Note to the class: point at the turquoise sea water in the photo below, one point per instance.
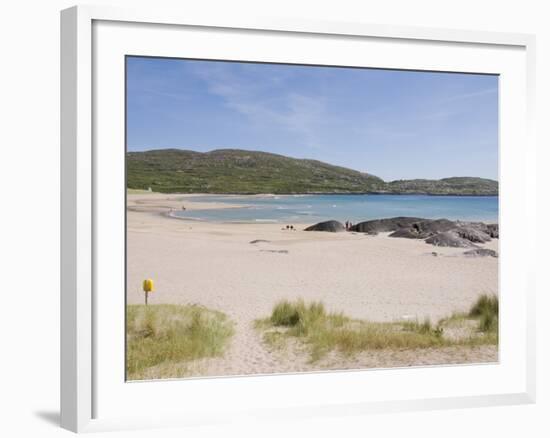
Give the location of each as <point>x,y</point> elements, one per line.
<point>356,208</point>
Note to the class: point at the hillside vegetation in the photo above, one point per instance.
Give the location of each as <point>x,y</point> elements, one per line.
<point>249,172</point>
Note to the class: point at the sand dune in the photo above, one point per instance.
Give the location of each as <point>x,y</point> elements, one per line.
<point>372,277</point>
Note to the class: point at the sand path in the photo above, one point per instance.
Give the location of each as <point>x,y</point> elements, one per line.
<point>378,278</point>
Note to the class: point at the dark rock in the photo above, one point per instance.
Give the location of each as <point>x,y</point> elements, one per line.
<point>384,225</point>
<point>407,233</point>
<point>472,234</point>
<point>449,238</point>
<point>493,230</point>
<point>330,226</point>
<point>480,252</point>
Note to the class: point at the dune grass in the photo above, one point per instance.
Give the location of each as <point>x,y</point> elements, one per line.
<point>485,309</point>
<point>167,336</point>
<point>324,331</point>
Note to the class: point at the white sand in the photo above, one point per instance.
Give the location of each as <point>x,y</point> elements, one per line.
<point>373,277</point>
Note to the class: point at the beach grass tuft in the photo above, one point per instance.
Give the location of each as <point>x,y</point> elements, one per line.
<point>324,331</point>
<point>167,334</point>
<point>485,309</point>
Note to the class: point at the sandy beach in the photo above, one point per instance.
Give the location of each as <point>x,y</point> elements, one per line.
<point>369,277</point>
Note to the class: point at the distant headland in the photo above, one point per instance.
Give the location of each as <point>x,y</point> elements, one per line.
<point>235,171</point>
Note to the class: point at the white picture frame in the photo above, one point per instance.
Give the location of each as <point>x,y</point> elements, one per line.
<point>85,378</point>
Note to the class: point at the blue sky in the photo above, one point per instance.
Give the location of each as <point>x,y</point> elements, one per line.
<point>394,124</point>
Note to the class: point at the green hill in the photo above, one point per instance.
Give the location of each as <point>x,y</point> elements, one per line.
<point>248,172</point>
<point>446,186</point>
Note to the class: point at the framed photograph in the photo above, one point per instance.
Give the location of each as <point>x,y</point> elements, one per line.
<point>281,218</point>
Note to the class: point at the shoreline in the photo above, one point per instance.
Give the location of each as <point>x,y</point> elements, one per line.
<point>244,269</point>
<point>169,204</point>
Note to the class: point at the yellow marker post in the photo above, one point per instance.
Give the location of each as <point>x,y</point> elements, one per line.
<point>148,286</point>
* * * * *
- _TASK GOAL_
An exact retyping of the entries, without images, is the required answer.

- _ANSWER SPACE_
Note to the class: point at the turquoise sea water in the photo below, one point per instance.
Give the location of each as <point>x,y</point> elements, one per line.
<point>356,208</point>
Note to the class: point at the hillside vegetation in the photo above, one point per instance.
Give the location of each as <point>x,y</point> elements, one per line.
<point>249,172</point>
Note to the class: point at the sand dune in the photo above, one point per instance.
Give the location of each as <point>x,y</point> elements, one per line.
<point>372,277</point>
Note to the class: point at the sand path in the photo above, one point per instance.
Give the location of each as <point>x,y</point> elements, one per line.
<point>378,278</point>
Note to the class: point at the dark rock in the photo above, one point per instance.
Give the location of each as <point>x,y</point> elements, one per line.
<point>384,225</point>
<point>407,233</point>
<point>472,234</point>
<point>449,238</point>
<point>493,230</point>
<point>330,226</point>
<point>480,252</point>
Note to the class: point at the dune grass in the photo above, one point per instance.
Give the location of each as <point>x,y</point> elements, one per line.
<point>485,309</point>
<point>167,336</point>
<point>324,331</point>
Note to the class: point at the white sand in the photo above, one point per instance.
Give the location of each as <point>x,y</point> elements, one per line.
<point>373,277</point>
Note to the class: point at the beach grass tuft in the photo above, one point per instance.
Give the location of each as <point>x,y</point> elements, one per line.
<point>324,331</point>
<point>167,334</point>
<point>485,309</point>
Note to the class: point at the sandy beach in the photo above, one point per instance.
Give the location of each as <point>x,y</point> elements, one per line.
<point>369,277</point>
Note to the class: point at the distant headland in the photo above, one point per instance.
Give the location of each as <point>x,y</point> elements, one per line.
<point>235,171</point>
Note to the class: point at the white picture frame in the photo above, one point per instance.
Give the location of each as <point>x,y</point> elements, one per line.
<point>85,378</point>
Note to the class: point at the blue sky in the photo above, one point per instance.
Give the location of each as <point>x,y</point> elements, one per line.
<point>394,124</point>
Note to the class: point at the green hill in the photo above, one point per instance.
Give the location of each as <point>x,y</point> elements, one per line.
<point>248,172</point>
<point>446,186</point>
Note to the class: point at the framed photograph in the photo above, one point per instance.
Give the location of each as <point>x,y</point> elements, one per line.
<point>281,218</point>
Note to the class: point at the shoreline in the photo above, one point per instance.
Give the location of each as <point>x,y</point> elements, one per line.
<point>244,269</point>
<point>169,204</point>
Note to the class: point at the yellow marker post in the photo above, one point per instance.
Give the location of each as <point>x,y</point> elements, one per line.
<point>148,286</point>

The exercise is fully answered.